> _WRITTEN REQUEST_: Show every line below that contains the word "wheel", copying each one in full. Matching is case-sensitive.

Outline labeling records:

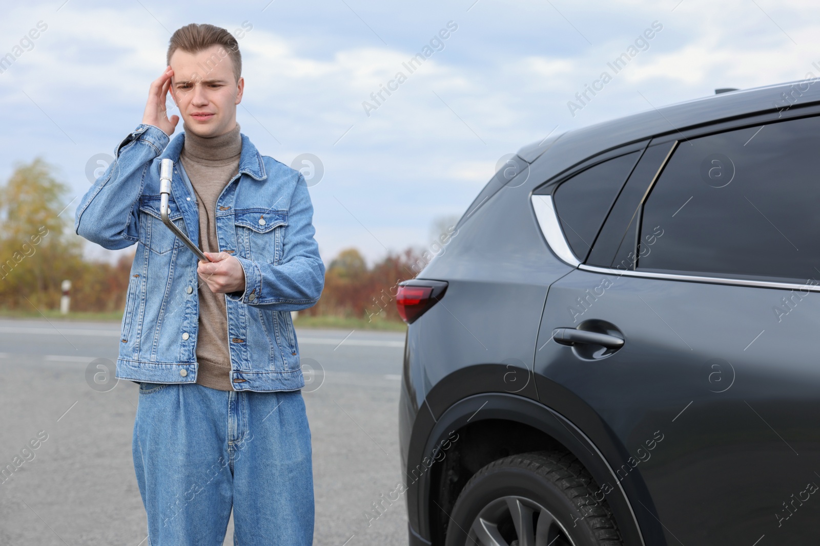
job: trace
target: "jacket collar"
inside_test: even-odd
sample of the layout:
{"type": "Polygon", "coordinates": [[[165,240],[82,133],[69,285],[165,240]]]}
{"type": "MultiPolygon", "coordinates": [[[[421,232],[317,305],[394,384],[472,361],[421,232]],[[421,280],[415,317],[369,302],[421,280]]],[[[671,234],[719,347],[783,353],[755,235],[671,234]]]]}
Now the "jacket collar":
{"type": "MultiPolygon", "coordinates": [[[[249,175],[254,180],[264,180],[267,178],[265,172],[265,164],[262,163],[262,156],[257,150],[248,135],[240,133],[242,135],[242,153],[239,155],[239,173],[249,175]]],[[[157,158],[159,160],[170,159],[174,163],[180,160],[180,152],[182,151],[182,145],[185,142],[185,133],[177,134],[165,147],[165,150],[157,158]]]]}

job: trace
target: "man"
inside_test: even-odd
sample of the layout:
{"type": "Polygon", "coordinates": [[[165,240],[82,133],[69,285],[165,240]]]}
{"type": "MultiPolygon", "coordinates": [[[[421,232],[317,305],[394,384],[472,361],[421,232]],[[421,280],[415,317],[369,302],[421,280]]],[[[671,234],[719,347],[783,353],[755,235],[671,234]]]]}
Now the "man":
{"type": "Polygon", "coordinates": [[[298,171],[239,133],[233,36],[189,25],[166,61],[142,124],[75,220],[105,248],[137,243],[116,377],[139,383],[133,455],[148,544],[221,544],[233,508],[235,544],[311,544],[311,437],[290,319],[324,287],[310,195],[298,171]],[[184,129],[172,141],[168,91],[184,129]],[[169,217],[208,263],[161,220],[163,158],[174,161],[169,217]]]}

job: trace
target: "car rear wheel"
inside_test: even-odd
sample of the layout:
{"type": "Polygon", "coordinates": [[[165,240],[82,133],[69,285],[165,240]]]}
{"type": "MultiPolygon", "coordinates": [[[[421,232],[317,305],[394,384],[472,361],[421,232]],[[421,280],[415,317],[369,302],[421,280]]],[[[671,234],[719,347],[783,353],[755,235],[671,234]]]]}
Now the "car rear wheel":
{"type": "Polygon", "coordinates": [[[606,499],[596,499],[598,491],[587,470],[567,451],[494,461],[462,490],[445,544],[622,546],[606,499]]]}

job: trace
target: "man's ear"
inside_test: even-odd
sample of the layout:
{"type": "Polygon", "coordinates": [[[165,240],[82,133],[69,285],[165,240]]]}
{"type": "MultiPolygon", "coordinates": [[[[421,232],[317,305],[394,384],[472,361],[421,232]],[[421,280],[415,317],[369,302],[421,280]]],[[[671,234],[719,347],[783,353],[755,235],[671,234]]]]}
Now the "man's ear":
{"type": "Polygon", "coordinates": [[[239,77],[239,81],[236,83],[236,102],[234,104],[239,104],[242,102],[242,92],[245,89],[245,79],[239,77]]]}

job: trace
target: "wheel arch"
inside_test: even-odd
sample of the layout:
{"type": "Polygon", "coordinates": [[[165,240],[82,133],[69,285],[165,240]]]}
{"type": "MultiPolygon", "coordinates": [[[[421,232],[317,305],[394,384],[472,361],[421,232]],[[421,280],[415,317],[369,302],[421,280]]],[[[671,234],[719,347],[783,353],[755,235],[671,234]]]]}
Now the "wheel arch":
{"type": "MultiPolygon", "coordinates": [[[[503,423],[507,429],[504,434],[512,435],[508,435],[508,438],[514,436],[516,433],[520,433],[523,430],[522,427],[535,431],[540,436],[531,439],[531,443],[540,442],[543,446],[554,445],[564,448],[581,462],[598,484],[617,484],[605,494],[605,498],[616,517],[625,544],[645,544],[645,536],[652,537],[653,544],[666,544],[659,524],[653,526],[656,528],[651,530],[647,528],[645,521],[643,522],[643,528],[639,524],[621,481],[617,480],[612,466],[595,443],[569,419],[540,402],[507,393],[480,393],[462,398],[445,409],[437,418],[434,417],[433,412],[426,400],[419,408],[417,417],[426,417],[426,418],[417,418],[414,423],[410,453],[428,453],[429,456],[422,455],[417,458],[411,455],[408,459],[408,467],[404,469],[408,489],[411,491],[411,494],[408,497],[408,508],[410,513],[415,512],[414,515],[417,518],[416,522],[417,527],[415,529],[412,520],[416,518],[411,517],[410,521],[411,536],[417,544],[440,543],[442,537],[437,527],[439,522],[436,519],[436,510],[440,509],[448,515],[449,512],[440,505],[436,507],[437,503],[434,503],[434,501],[440,499],[440,496],[439,494],[434,496],[433,492],[435,490],[437,494],[448,494],[446,490],[437,488],[442,485],[442,472],[449,472],[448,458],[450,458],[449,464],[453,464],[453,458],[462,456],[462,446],[458,442],[463,439],[462,435],[467,434],[471,426],[491,426],[490,423],[503,423]],[[421,429],[426,429],[426,431],[421,429]],[[453,435],[458,435],[453,439],[453,435]],[[421,461],[425,458],[430,464],[429,467],[426,464],[417,464],[411,470],[411,462],[421,461]],[[420,467],[426,469],[426,472],[419,472],[420,467]],[[415,503],[416,506],[411,507],[411,503],[415,503]],[[426,539],[422,537],[426,537],[426,539]],[[658,537],[660,542],[656,540],[658,537]],[[424,542],[421,542],[420,539],[424,542]],[[427,542],[427,539],[432,542],[427,542]]],[[[609,440],[613,441],[613,435],[609,440]]],[[[526,444],[526,441],[518,444],[518,445],[526,444]]],[[[468,477],[467,476],[467,479],[468,477]]],[[[636,476],[633,479],[640,479],[640,476],[636,476]]],[[[461,487],[463,487],[466,479],[460,479],[460,481],[461,487]]],[[[642,480],[640,485],[643,485],[642,480]]],[[[642,489],[646,491],[645,485],[643,485],[642,489]]],[[[460,488],[458,490],[460,491],[460,488]]],[[[648,509],[654,510],[648,491],[646,493],[646,495],[640,496],[645,497],[645,503],[649,503],[648,509]]],[[[458,492],[456,492],[457,496],[458,492]]],[[[452,499],[451,502],[454,503],[454,499],[452,499]]],[[[452,503],[449,508],[452,508],[452,503]]],[[[651,522],[649,525],[651,526],[651,522]]]]}

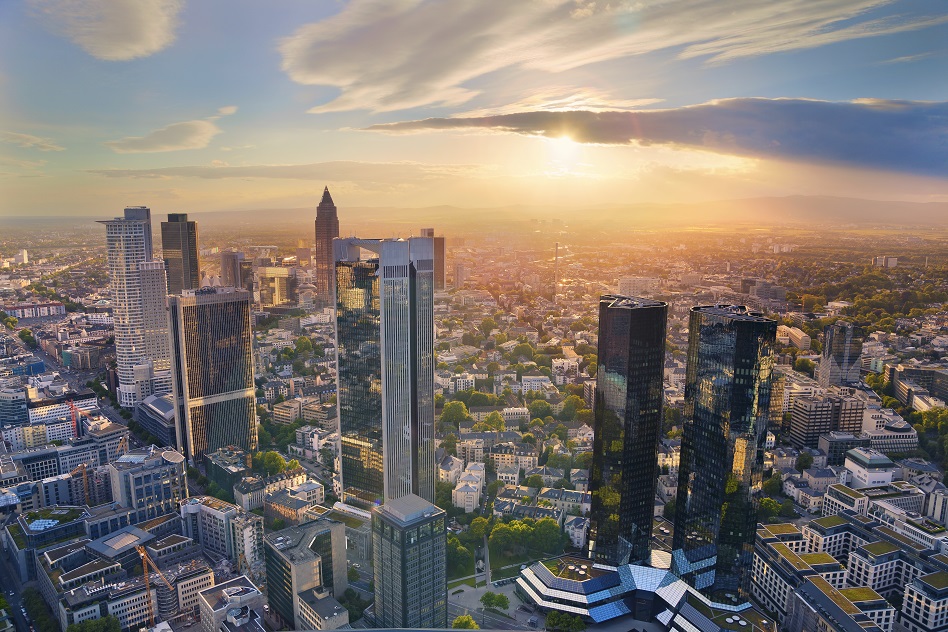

> _ANSWER FOR THIS EXERCISE_:
target: "car rear wheel"
Now the "car rear wheel":
target: "wheel arch"
Now the "wheel arch":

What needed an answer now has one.